> [SOURCE PASSAGE]
____

We can all agree: It’s good to have the first half of 2020 in the rearview mirror. It will be remembered for all the wrong reasons, and all of us at Cox Automotive are hoping the second half of this not-great year has more ups than downs.
Our Kelley Blue Book data team has crunched the numbers for the first half of 2020. In all, the market for new vehicles was down 23% from year-ago levels. Fleet sales in the first six months were down 44% while retail sales declined 19%. Here’s what else we found:
- The Kelley Blue Book team breaks the market into 23 unique segments, stretching from compact cars to luxury midsize SUVs to vans. In the first six months of 2020, nearly 52% of all new vehicles sales came from just three segments: midsize SUV (509,796), full-size pickup (506,627), compact SUV (500,659). Those three segments accounted for 1,517,082 of the industry’s 2,931,366 total sales year to date.
- While every brand saw sales decline in the first half – no surprise – only three were able to hold on for drops of less than 10%. The “winners” so far this year: Tesla (-2.6%), Mazda (-7.0%) and Lincoln (-8.0%).
- Both full-size pickups from General Motors—the Chevrolet Silverado and GMC Sierra—certainly have to be considered for the “First-Half MVP Award.” Both were struggling through launch issues in the first half of 2019 but hit their stride this year. The Silverado regained its traditional #2 spot in the full-size pickup race, outpacing the Ram pickup by approximately 18,000 units through the end of June. Silverado outsold Ram in 5 of the past 6 months, although it is worth noting that Ram is still commanding a higher average transaction price (ATP) per sale.
- In the first half of 2020, cars and vans suffered the most, dropping 35.6% and 36.9%, respectively. Pickup trucks and SUVs did comparatively better, particularly pickup trucks, which saw total sales drop only 10.5% versus 2019. In the first half of 2020, nearly 900,000 fewer cars were sold compared to last year.
- Thanks to Tesla and new products from Porsche and Audi, full electric vehicles (EVs) did remarkably well in the first half, down only 7% from 2019 levels. Even Chevrolet Bolt increased sales in the first half, up 1.1%. On the other hand, hybrid electric vehicles and plug-in hybrids ran out of juice. Sales were down more than 40%. Toyota’s Prius continues to be king of the hybrid hill, although that hill is notably smaller in 2020.

____

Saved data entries
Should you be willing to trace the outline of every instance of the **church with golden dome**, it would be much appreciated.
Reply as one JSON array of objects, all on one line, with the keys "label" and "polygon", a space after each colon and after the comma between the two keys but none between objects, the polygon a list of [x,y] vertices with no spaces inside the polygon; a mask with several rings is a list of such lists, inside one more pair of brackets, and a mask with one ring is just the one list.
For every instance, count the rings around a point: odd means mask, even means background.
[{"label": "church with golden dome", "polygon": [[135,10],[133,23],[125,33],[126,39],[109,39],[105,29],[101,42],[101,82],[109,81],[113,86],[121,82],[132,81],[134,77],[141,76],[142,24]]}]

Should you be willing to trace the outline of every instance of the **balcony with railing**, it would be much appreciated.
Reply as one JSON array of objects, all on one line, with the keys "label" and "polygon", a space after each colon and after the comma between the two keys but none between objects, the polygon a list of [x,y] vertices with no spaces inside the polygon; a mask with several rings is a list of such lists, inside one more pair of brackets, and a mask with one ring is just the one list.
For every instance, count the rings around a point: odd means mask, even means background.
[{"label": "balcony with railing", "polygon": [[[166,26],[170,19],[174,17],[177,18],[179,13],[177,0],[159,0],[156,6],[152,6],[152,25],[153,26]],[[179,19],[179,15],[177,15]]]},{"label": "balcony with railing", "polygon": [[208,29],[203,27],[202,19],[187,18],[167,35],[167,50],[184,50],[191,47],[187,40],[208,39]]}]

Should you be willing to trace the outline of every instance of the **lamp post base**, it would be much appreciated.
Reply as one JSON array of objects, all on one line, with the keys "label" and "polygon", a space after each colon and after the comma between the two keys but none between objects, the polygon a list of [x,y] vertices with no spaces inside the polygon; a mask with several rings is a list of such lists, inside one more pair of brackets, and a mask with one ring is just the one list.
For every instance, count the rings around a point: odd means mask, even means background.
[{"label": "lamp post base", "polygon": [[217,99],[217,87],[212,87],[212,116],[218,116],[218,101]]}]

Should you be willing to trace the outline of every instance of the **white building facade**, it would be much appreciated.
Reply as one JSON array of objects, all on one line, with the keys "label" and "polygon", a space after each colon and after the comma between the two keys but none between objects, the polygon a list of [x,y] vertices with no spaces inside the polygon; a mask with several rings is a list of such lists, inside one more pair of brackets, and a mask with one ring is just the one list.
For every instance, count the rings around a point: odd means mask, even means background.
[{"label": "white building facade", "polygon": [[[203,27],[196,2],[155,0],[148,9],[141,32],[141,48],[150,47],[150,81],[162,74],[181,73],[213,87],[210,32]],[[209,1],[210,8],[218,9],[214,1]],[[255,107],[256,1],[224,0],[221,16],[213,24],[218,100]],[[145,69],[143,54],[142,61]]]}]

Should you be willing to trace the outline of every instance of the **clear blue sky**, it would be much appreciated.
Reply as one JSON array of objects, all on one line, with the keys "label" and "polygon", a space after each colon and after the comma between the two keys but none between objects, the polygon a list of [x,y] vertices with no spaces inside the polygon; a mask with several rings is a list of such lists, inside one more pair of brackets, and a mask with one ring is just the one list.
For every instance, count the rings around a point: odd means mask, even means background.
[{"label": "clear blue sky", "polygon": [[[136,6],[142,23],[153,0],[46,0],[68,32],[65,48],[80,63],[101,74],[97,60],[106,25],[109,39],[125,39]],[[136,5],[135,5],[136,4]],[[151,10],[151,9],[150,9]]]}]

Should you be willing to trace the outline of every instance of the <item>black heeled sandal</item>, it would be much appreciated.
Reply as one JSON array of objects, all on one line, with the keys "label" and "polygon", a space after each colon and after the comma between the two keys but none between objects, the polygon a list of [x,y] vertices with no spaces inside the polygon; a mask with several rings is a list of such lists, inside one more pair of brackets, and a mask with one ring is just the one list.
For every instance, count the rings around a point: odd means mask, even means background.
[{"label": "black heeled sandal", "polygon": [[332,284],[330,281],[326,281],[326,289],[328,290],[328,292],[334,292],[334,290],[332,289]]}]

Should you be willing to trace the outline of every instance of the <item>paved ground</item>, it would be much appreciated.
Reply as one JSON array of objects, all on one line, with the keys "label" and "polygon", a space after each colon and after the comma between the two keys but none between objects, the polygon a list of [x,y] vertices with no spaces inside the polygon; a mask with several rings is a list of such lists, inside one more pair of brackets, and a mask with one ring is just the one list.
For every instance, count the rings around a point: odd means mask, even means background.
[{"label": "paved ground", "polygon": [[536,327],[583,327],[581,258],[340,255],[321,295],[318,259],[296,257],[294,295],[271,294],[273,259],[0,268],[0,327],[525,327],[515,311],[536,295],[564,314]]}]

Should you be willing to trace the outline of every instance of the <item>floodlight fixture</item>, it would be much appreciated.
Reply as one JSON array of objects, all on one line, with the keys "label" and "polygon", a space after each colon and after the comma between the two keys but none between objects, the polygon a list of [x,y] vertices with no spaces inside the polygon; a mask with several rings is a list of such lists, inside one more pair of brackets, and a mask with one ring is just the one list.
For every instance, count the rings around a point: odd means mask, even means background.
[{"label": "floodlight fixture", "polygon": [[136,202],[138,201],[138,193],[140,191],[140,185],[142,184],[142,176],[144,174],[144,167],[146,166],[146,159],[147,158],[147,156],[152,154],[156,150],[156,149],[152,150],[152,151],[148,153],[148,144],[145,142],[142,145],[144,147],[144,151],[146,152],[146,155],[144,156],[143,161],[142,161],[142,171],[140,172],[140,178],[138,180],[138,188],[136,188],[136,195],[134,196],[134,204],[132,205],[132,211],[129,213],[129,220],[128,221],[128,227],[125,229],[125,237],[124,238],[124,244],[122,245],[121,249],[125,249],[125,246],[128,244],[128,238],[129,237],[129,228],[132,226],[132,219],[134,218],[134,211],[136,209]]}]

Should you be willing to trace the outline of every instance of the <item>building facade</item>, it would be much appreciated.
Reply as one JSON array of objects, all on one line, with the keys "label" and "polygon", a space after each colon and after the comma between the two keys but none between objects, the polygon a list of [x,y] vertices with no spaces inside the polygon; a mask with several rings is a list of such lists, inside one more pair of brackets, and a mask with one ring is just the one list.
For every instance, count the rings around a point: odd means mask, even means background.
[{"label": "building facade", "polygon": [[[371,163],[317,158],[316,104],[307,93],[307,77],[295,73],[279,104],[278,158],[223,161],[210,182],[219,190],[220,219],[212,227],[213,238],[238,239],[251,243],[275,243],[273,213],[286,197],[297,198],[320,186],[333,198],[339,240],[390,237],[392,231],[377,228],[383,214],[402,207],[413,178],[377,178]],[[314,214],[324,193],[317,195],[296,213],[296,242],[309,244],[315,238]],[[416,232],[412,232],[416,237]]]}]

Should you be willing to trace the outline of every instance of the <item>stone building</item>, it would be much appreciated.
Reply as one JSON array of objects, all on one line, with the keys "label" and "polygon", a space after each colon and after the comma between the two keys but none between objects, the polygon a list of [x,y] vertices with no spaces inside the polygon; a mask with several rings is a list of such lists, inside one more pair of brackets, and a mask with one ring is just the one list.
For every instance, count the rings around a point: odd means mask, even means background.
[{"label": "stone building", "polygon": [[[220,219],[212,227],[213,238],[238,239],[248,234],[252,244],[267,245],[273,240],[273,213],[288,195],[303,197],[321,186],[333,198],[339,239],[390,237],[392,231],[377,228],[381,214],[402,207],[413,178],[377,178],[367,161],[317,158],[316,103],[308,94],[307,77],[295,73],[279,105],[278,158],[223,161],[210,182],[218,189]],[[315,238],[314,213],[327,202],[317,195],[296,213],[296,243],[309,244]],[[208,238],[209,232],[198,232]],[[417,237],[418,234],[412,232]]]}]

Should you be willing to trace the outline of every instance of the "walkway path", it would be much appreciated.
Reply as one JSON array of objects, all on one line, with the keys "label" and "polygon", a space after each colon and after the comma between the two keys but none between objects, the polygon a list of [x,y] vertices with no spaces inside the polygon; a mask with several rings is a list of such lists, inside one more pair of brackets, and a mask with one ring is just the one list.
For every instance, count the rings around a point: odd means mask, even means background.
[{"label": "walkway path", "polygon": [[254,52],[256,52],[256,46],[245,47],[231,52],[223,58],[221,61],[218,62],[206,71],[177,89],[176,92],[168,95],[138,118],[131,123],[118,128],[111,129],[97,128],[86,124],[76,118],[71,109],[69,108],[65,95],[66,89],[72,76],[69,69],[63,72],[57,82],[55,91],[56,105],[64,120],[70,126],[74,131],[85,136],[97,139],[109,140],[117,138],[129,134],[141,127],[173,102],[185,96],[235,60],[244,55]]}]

____

> [WHAT THE TASK ASKS] Pick up the report on first-half 2020 new-vehicle sales and continue it past its last sentence.

> [RESPONSE FOR THIS EXERCISE]
- The small car segment was struggling before the pandemic hit. In the first half of 2020, it got worse. Mini sales were off 40.5%, and Fiat tabled a drop of 51.7%.
- With so many trucks and SUVs selling comparatively well in the first half, the ATP for a new vehicle in the U.S. was pushed even higher. June 2020 was in fact the second-highest month on record for ATPs, topped only by April 2020 when Texas was mostly open for business and full-size pickups was the industry’s best-selling segment. In April, ATP pushed close to $39,000, and June was slightly lower. Worth noting, Mitsubishi continues to offer the most affordable line of new vehicles in America, by far, with an ATP in June of $23,398.
- The first half of the year was mostly a buffet of bad results, but it wasn’t all bad. Indeed, let’s drift back to the salad days of February when sales volume delivered the best February since the Great Recession with 1.35million units.
- It wasn’t just full-size pickups that did well in the first half; mid-size trucks maintained their popularity. Sales were down less than 10%. Toyota Tacoma (51,063) held onto its top spot by a large margin, but Ford Ranger (25,008) outpaced the older Chevrolet Colorado (19,843) in the first six months of 2020 and took the lead in the hot race for second place.
- On a final positive note, let’s celebrate the small and nimble two-seat convertible, the ultimate expression of the car as fun. In the first half of the year, as Americans found ways to be distant, consumers were out buying classic drop-tops. Both the BMW Z4 and Mazda MX-5 have seen increased sales in 2020. And that perhaps is reason to believe open-air motoring is the safest way to travel in our pandemic moment.